Rituals in corporate life
Following the description of rituals by Axel Michaels (1999),
rituals exist in all contexts of human life, including the
economic sphere. This thesis is not obvious at first glance,
since it is particularly economic action that is often
considered as means-end-rational and utility maximising. The
economy is taken as a sphere where action without an end and
non-utility maximising processes do not take place. Thus the
economy is – in the sense of Max Weber – “a shell as hard as
steel” (1920: RI203), which imposes the logic of economic action
on the individual. But a look into management literature reveals
that social institutions and symbolisms, e.g. in the form of
rituals are particularly important in change and creative
processes.
The topic rituality came into focus in management science
in the mid-70s, especially amongst American scholars (Boone
2001, Deal/Kennedy 2000, Martin 1992, Cleverley 1973). For the
implementation of corporate culture and in order to provide
values which guide the employee’s actions, rituals and
ceremonies are often considered indispensable: “Without
expressive event, any culture will die. In the absence of
ceremony or ritual, important values have no impact. Ceremonies
are to the culture, what the movies are to the script, the
concert is to the score, … values that are difficult to express
in any other way.” (Deal/Kennedy 2000: 63). Management and
leadership science therefore focuses strongly on the ritual as
an instrument and especially develops concepts of ritual
management (Beyeler 2003, Deal/Kennedy 2003).
Rituals are seen as spheres of managerial influence against the
background of the idea of a cohesive corporate culture.

### Records shown

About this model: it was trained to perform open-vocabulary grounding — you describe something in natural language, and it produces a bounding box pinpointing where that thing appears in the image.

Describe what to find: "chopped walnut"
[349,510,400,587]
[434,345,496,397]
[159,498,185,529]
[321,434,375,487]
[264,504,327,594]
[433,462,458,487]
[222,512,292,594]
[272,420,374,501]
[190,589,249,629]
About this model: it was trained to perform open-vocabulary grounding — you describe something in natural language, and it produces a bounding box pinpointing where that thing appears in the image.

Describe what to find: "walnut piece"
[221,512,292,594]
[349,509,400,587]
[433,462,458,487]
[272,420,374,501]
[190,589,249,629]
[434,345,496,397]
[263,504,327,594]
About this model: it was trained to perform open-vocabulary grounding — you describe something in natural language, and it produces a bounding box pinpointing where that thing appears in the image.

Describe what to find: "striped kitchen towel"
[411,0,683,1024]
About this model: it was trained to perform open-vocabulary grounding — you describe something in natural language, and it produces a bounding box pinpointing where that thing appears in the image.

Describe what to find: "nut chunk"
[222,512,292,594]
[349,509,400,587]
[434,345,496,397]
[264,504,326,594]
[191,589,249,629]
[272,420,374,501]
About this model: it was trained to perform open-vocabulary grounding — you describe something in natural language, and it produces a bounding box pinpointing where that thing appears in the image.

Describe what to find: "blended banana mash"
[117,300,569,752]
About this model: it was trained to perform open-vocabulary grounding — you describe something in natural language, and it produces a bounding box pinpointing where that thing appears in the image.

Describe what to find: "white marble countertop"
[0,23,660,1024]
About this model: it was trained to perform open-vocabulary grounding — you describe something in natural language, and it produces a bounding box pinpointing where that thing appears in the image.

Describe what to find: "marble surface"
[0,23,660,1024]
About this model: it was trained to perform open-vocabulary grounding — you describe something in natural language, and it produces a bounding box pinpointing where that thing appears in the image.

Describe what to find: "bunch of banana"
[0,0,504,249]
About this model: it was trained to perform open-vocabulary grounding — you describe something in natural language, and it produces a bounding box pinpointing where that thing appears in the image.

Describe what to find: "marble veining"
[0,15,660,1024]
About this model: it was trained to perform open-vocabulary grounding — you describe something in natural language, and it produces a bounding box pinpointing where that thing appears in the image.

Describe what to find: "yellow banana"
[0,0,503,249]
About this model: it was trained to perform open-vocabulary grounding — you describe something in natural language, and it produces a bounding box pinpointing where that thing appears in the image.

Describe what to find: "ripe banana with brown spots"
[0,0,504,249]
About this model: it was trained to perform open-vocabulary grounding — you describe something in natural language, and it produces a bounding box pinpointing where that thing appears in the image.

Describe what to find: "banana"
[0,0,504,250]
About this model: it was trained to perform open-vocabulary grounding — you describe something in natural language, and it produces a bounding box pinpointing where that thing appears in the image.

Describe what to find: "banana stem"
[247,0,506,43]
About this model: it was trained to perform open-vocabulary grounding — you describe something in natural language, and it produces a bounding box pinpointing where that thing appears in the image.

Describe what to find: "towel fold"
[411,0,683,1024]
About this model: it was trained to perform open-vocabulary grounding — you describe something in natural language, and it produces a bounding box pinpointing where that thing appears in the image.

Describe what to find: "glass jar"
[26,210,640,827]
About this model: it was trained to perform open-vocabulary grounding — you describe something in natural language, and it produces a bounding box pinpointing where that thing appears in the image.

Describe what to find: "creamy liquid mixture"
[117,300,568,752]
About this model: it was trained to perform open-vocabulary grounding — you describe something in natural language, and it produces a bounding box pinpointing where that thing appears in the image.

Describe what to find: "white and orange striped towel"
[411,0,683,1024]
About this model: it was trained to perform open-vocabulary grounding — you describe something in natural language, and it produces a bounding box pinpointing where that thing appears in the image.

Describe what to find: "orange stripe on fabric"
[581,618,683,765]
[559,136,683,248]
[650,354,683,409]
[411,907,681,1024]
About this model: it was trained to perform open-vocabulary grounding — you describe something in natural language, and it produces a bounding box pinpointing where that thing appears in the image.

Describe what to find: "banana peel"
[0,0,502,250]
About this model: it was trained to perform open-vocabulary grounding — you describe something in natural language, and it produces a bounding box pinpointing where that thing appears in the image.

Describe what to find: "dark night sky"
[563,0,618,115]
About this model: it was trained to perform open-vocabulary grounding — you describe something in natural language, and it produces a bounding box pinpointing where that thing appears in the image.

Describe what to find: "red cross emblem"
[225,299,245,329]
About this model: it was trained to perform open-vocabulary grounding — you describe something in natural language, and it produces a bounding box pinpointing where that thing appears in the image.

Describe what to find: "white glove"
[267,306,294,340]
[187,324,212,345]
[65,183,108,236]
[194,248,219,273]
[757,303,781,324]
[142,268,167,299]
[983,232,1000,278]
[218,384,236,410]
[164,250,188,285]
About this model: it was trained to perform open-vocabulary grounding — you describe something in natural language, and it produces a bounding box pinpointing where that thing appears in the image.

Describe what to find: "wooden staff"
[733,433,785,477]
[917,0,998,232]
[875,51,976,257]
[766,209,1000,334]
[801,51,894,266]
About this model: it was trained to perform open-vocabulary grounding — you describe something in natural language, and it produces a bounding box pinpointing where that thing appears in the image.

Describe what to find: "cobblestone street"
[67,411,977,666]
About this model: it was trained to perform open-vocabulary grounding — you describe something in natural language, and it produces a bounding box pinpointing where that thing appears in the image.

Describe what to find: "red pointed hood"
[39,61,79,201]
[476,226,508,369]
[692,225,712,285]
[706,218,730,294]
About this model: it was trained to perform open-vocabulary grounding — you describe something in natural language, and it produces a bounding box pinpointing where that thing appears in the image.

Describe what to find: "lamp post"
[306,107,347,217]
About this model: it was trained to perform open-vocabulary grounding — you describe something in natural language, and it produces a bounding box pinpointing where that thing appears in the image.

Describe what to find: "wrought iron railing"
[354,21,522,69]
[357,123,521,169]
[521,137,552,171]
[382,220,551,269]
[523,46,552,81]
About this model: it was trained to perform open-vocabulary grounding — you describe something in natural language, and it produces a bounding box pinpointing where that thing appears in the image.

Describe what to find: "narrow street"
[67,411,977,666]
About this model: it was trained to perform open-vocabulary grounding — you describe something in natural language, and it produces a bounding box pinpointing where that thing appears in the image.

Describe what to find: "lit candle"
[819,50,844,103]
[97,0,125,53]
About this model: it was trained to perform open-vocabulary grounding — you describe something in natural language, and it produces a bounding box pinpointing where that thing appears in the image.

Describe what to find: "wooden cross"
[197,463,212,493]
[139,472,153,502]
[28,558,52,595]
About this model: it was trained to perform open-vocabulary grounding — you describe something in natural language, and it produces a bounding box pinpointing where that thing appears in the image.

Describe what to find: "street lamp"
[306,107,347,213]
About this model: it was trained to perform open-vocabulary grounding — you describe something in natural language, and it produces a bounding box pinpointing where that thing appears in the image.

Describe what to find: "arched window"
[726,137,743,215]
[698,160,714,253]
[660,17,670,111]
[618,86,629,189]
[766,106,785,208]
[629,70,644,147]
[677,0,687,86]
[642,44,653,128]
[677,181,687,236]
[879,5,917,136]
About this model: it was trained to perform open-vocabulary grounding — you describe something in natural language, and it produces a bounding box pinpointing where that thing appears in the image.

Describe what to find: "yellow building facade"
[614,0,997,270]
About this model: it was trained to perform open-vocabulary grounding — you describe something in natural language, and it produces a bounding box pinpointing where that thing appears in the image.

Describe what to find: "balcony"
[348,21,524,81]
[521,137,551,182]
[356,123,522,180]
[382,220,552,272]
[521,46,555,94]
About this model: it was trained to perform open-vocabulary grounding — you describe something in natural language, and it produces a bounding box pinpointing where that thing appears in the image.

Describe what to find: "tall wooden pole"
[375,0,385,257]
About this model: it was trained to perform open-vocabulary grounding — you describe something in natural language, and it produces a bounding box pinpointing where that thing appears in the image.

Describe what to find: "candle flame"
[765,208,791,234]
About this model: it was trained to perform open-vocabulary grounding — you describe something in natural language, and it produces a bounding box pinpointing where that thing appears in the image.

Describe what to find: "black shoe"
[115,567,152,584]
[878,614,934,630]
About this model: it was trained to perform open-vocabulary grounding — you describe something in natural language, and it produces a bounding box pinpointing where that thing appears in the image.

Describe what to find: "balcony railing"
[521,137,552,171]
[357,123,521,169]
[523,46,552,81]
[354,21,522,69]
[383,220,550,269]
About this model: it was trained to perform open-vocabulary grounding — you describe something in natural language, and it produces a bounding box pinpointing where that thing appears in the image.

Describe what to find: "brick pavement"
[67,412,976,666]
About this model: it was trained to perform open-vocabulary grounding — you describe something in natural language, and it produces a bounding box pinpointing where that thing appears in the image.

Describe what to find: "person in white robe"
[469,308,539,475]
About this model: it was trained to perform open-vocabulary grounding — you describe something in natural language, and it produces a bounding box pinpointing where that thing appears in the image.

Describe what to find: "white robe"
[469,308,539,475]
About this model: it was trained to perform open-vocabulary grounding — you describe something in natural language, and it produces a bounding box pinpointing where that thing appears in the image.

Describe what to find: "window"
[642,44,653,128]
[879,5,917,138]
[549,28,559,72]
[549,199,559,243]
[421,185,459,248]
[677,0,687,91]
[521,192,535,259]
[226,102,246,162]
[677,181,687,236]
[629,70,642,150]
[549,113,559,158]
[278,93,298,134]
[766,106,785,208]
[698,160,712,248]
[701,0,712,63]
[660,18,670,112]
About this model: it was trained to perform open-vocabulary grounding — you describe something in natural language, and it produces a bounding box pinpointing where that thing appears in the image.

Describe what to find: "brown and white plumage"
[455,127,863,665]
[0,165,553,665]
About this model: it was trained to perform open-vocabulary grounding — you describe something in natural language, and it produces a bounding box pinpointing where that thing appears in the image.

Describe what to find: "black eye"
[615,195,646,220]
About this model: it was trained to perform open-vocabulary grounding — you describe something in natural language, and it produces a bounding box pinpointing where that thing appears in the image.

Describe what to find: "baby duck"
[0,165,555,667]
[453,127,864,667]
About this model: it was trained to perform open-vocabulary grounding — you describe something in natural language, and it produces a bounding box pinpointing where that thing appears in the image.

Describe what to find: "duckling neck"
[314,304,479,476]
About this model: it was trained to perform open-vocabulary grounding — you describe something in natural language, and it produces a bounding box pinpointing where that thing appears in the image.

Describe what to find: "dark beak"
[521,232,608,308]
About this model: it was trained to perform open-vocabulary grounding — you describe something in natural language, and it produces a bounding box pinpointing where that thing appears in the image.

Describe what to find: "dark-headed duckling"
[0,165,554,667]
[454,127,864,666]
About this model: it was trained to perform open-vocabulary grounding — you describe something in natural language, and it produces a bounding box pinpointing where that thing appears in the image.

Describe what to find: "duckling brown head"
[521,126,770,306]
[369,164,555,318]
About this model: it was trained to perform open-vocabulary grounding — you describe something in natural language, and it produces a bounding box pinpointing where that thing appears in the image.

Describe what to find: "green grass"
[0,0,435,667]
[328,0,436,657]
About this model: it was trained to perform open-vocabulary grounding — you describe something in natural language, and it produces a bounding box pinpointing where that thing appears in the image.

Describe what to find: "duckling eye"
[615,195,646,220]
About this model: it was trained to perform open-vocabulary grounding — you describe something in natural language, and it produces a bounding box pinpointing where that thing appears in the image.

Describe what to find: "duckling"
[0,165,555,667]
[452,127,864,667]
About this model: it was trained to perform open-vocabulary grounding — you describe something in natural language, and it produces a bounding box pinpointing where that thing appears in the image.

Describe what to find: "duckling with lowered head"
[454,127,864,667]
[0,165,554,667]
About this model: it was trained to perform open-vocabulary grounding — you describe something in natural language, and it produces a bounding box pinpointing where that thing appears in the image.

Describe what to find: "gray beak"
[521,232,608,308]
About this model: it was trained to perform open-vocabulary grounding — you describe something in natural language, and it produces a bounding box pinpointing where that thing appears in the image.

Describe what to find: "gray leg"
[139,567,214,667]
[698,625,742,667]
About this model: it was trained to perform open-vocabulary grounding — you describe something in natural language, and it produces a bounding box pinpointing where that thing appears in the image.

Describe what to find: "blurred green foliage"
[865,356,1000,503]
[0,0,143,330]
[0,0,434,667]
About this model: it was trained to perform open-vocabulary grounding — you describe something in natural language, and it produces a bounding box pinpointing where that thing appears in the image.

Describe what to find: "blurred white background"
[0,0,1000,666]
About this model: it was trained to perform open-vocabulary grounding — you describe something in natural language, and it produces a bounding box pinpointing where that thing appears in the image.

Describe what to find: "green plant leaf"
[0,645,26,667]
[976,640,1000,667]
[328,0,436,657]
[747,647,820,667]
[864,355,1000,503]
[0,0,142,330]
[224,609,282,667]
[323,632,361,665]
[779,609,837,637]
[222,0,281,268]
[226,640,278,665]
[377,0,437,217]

### Exercise task A
In the text on rituals in corporate life, when did the topic of rituality come into focus in management science?
### Exercise task B
Write out the part of the text on rituals in corporate life between "The topic rituality" and "2003, Deal/Kennedy 2003).", inclusive.
### Exercise task C
Write what comes next in the text on rituals in corporate life, picking up after its final sentence.

### Exercise result A
In the mid-70s, especially among American scholars.

### Exercise result B
The topic rituality came into focus in management science
in the mid-70s, especially amongst American scholars (Boone
2001, Deal/Kennedy 2000, Martin 1992, Cleverley 1973). For the
implementation of corporate culture and in order to provide
values which guide the employee’s actions, rituals and
ceremonies are often considered indispensable: “Without
expressive event, any culture will die. In the absence of
ceremony or ritual, important values have no impact. Ceremonies
are to the culture, what the movies are to the script, the
concert is to the score, … values that are difficult to express
in any other way.” (Deal/Kennedy 2000: 63). Management and
leadership science therefore focuses strongly on the ritual as
an instrument and especially develops concepts of ritual
management (Beyeler 2003, Deal/Kennedy 2003).

### Exercise result C
Particular importance inheres in rituals for management purposes
in so called change processes and in change management. Change
processes deal with crucial modifications within the company
which are not initiated by an external shock or the like, but
arise within the company or are generated by the management.
Examples are modifications within the product line, reduction of
staff, reorganisation of operating processes and competences,
and other forms of modification. In organisational theory the
phenomena of ritualized action cannot only be analysed through
an instrumental-functional perspective; rituals have to been
viewed as systems of symbols and interpretation. Corporations
then are not primarily seen as economic units, but as a special
forms of social organisation. This perspective is fairly
different from the perspective of classical management theory.
I argue that the persistence of traditional behaviour has its
foundations in the dependency of the rational on forms of the
traditional, e.g. ritualized behaviour.
My thesis is based on two arguments. 1) Firstly, I argue that
rituals reduce complexity and tension within a social unit such
as a company. 2) Secondly, I argue that rituals actualise
collectivity and therefore are crucial for corporate bonding and
any long-term coordination within a social entity. They may also
be helpful to overcome cross-cultural differences within
multinational corporations.
Rituals reduce complexity and tension and
actualise the collective
Rituals help to reduce the complexity of
impressions to their essential elements. Through rituals the
course of events becomes clearer, and appears more controllable.
For example, if the promotion of an employee is introduced by a
promotion ritual, a celebration to which all relevant people are
invited, the new role and competence becomes manifest and
confirmed for the promoted person as well as the other staff.
Through a promotion ritual, which can be denoted as a rite of
passage since it leads from one status to the other, changes
become certain, official and – this being very important –
related to the company’s culture and corporate values. This kind
of ritual also helps to prevent conflicts among the staff and
may also serve to strengthen solidarity among them. The same
effect can be observed when a new product or product line is
inaugurated or a new project is started by a kick-off ritual
(Deal/Kennedy 2000).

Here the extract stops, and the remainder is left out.